• _The problem_
The expected output is every line below, reproduced exactly.
====================
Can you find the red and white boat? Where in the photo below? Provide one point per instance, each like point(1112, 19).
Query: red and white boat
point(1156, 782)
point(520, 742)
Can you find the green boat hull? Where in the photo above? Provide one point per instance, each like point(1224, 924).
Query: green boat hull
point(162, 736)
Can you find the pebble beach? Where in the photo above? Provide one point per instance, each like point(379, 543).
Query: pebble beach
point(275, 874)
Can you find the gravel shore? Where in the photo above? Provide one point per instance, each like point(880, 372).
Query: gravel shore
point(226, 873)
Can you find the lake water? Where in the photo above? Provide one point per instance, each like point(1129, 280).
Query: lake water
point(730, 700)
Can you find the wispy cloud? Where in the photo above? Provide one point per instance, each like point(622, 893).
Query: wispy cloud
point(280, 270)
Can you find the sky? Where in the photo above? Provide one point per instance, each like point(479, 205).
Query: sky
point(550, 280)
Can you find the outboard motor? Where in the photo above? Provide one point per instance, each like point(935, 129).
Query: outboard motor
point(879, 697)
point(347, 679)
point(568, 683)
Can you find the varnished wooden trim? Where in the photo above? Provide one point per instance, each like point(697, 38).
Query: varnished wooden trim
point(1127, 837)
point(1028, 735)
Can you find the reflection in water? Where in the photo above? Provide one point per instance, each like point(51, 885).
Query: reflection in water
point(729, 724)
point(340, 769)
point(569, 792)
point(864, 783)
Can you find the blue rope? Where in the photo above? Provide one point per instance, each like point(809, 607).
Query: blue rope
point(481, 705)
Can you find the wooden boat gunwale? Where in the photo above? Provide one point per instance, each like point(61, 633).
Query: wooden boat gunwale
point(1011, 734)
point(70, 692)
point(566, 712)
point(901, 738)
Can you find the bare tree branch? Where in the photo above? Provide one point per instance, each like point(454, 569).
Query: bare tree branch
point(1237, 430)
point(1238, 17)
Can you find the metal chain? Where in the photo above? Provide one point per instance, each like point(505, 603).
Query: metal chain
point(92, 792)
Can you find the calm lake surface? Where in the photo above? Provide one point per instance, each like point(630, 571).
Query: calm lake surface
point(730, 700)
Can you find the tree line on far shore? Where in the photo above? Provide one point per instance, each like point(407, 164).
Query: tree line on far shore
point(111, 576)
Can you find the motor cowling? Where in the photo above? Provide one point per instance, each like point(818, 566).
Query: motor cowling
====================
• _Response area_
Can you find the red and white boat? Where in the photo below? Provide one point per instance, each like point(1112, 19).
Query: red and white boat
point(1156, 782)
point(520, 742)
Can you find the green boat hull? Where in the photo above? Provide one point per instance, each like point(1224, 924).
Query: green boat hull
point(162, 736)
Can you find the pebble beach? Where in the photo above? Provide one point per instance, each like point(379, 543).
Query: pebble beach
point(275, 874)
Can you find the gravel shore? Where in the photo above? Provide one point per instance, each like point(880, 372).
Query: gravel shore
point(226, 873)
Can you find the lake water? Where in the photo above? Provide one point per instance, each like point(1129, 280).
Query: lake water
point(730, 700)
Can you find the wispy cloud? Where in the photo above? Provide one point per instance, each like point(622, 893).
Query: wispy cloud
point(280, 270)
Can you find the sky? Where in the photo above? Provide one point per instance, each like point(479, 205).
Query: sky
point(550, 280)
Can you find the outboard motor? Where in the photo above? Provide one point per instance, each like point(935, 129).
Query: outboard motor
point(879, 697)
point(347, 679)
point(568, 683)
Can you find the varnished wooden trim? Where in the photo above? Provide one point per instance, each like point(697, 38).
Query: varnished wooden trim
point(1127, 837)
point(1028, 735)
Can you find the reflection in water? Where in the photo above? Provide one point per instance, each like point(51, 885).
Query: reflection in water
point(729, 724)
point(340, 769)
point(569, 792)
point(864, 783)
Can you find the blue rope? Where in the photo above? Provide one point per instance, each like point(809, 607).
Query: blue rope
point(481, 705)
Can you find the wooden boat gunwale? Where in the photo above? Provide one point per instance, each like point(61, 633).
Query: wooden boat gunwale
point(1011, 734)
point(70, 692)
point(566, 712)
point(901, 738)
Can you find the bare tree branch? Where in the photo above? Provide one point per instance, each like point(454, 569).
Query: bare tree branch
point(1237, 430)
point(1238, 17)
Can you find the metal chain? Where in the photo above? Provide one point per instance, each like point(505, 603).
Query: metal chain
point(92, 792)
Can you find the calm lake surface? Where in the photo above? Provide one point per instance, each like point(630, 571).
Query: calm lake surface
point(730, 700)
Can you find the tree line on far shore? Where in the photo above? Provide one point per instance, each like point(407, 164).
Query: tree line on far shore
point(111, 576)
Can you find the motor cowling? Where in the photo above? Provide one point per instance, each like point(818, 566).
Query: motor cowling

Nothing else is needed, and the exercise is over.